Render the records as a Markdown table with the columns No. and Line, giving one numbered row per line for the part that opens at the start of the records and closes with the line containing "column 227, row 112", both ends included. Skip blank lines and leave the pictures out.

Pointing dataset records
───

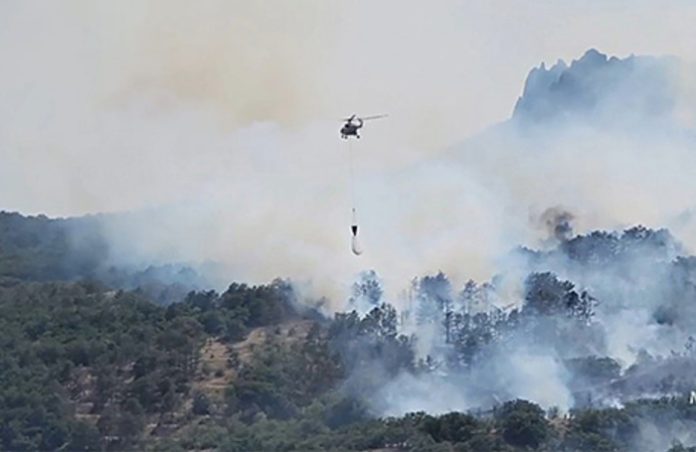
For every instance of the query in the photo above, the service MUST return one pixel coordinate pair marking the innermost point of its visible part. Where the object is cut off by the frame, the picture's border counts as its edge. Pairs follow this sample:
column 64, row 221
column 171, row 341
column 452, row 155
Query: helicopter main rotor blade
column 367, row 118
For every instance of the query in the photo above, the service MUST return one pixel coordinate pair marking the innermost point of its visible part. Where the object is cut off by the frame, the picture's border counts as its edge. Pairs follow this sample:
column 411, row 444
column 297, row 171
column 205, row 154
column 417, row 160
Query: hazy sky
column 227, row 112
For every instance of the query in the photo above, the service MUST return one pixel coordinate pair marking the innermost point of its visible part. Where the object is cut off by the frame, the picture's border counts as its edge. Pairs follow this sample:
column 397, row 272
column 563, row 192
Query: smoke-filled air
column 385, row 225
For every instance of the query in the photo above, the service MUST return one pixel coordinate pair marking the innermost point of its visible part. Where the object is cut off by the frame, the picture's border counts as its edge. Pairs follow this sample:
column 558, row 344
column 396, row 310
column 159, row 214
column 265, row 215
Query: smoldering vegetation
column 600, row 321
column 46, row 249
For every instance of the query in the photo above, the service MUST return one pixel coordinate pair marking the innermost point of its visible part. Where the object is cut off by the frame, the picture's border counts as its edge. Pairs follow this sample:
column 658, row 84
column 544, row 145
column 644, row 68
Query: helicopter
column 350, row 128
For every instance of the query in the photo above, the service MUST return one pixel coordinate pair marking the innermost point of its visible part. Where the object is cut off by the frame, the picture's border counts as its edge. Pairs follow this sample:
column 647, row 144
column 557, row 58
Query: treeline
column 82, row 366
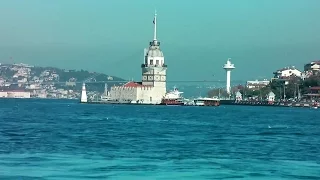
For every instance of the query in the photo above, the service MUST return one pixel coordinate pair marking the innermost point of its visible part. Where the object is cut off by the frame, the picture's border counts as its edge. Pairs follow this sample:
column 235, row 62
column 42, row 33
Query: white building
column 257, row 84
column 153, row 86
column 312, row 68
column 287, row 72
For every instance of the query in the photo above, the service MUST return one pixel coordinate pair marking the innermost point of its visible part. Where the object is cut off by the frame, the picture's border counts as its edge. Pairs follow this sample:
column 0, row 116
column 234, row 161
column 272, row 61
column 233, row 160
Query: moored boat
column 207, row 101
column 173, row 98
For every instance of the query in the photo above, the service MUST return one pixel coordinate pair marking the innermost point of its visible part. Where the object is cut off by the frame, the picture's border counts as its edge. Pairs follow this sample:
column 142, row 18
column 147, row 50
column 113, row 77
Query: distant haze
column 196, row 37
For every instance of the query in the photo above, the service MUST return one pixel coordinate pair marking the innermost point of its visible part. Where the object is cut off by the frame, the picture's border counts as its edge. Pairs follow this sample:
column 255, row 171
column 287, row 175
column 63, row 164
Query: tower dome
column 154, row 51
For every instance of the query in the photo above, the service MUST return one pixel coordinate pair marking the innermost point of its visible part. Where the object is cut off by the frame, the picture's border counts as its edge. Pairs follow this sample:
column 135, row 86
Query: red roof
column 133, row 84
column 316, row 62
column 315, row 88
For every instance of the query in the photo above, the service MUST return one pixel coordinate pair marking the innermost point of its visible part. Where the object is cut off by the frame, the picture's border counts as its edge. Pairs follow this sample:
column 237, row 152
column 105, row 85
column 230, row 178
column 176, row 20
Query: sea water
column 59, row 139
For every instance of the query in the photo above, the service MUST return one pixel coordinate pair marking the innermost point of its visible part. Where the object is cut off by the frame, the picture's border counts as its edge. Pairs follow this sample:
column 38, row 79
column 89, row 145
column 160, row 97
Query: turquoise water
column 56, row 139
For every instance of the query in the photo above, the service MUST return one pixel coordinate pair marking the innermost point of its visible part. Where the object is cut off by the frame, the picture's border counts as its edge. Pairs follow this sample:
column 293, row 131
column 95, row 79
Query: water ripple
column 41, row 139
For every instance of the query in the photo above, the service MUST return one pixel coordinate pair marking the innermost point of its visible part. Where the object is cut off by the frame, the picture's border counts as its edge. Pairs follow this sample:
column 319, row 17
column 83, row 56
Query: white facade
column 271, row 96
column 153, row 86
column 287, row 72
column 257, row 84
column 84, row 98
column 228, row 67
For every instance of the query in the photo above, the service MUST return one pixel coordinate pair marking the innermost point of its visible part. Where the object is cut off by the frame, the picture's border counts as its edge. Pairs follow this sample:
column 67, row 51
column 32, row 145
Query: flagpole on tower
column 155, row 26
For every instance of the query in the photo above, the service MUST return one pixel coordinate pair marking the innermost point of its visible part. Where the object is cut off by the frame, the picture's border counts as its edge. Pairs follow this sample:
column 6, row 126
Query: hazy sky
column 196, row 37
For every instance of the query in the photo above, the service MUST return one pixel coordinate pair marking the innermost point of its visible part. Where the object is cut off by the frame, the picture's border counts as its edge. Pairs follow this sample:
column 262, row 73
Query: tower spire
column 155, row 26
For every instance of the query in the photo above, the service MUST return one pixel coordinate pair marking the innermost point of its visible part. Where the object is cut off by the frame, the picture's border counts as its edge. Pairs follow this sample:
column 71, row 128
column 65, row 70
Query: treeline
column 292, row 87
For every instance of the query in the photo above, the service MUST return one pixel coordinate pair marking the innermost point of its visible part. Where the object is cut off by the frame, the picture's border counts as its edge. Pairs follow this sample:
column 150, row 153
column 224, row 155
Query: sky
column 197, row 37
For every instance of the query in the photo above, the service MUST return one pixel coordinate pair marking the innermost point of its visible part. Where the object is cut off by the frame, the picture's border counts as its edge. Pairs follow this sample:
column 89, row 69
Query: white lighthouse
column 152, row 87
column 83, row 94
column 228, row 67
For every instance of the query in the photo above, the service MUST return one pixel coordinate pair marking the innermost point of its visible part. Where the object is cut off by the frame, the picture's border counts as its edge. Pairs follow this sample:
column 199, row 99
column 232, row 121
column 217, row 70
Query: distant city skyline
column 196, row 38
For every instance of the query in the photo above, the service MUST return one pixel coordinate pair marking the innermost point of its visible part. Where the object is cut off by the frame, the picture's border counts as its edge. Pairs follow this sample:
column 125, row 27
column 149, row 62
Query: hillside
column 52, row 81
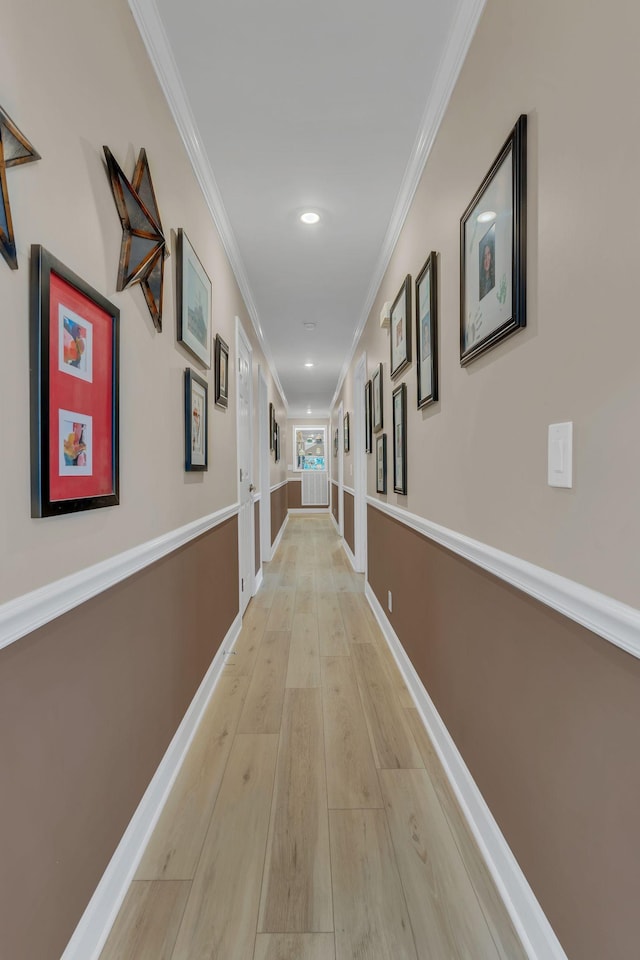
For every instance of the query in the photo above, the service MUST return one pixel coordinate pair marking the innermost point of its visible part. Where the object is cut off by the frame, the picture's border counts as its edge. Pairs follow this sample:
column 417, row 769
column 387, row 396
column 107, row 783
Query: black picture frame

───

| Final result |
| No. | Line |
|---|---|
| 1 | For every instance of the query in the photo above, the service MUST return one pixel coordinate pair marking the innermost point of its visible part. Where the object is cut off by the frame, the picture's border counts as its edge. Pairs follow this sample: |
| 2 | column 64, row 221 |
| 3 | column 171, row 341 |
| 4 | column 452, row 155 |
| 5 | Query: helicopter main rotor blade |
| 6 | column 367, row 118 |
| 7 | For every instance of the query in the photo above, the service MUST return one pixel coordinate pair marking the innermost point of its visible part. Where the object is cut off by the frame, the picture's border counts as its edge. Pairs follow this sample: |
| 8 | column 411, row 444 |
| 9 | column 297, row 171 |
| 10 | column 205, row 154 |
| 11 | column 417, row 160 |
| 12 | Query: hazy sky |
| 13 | column 227, row 112 |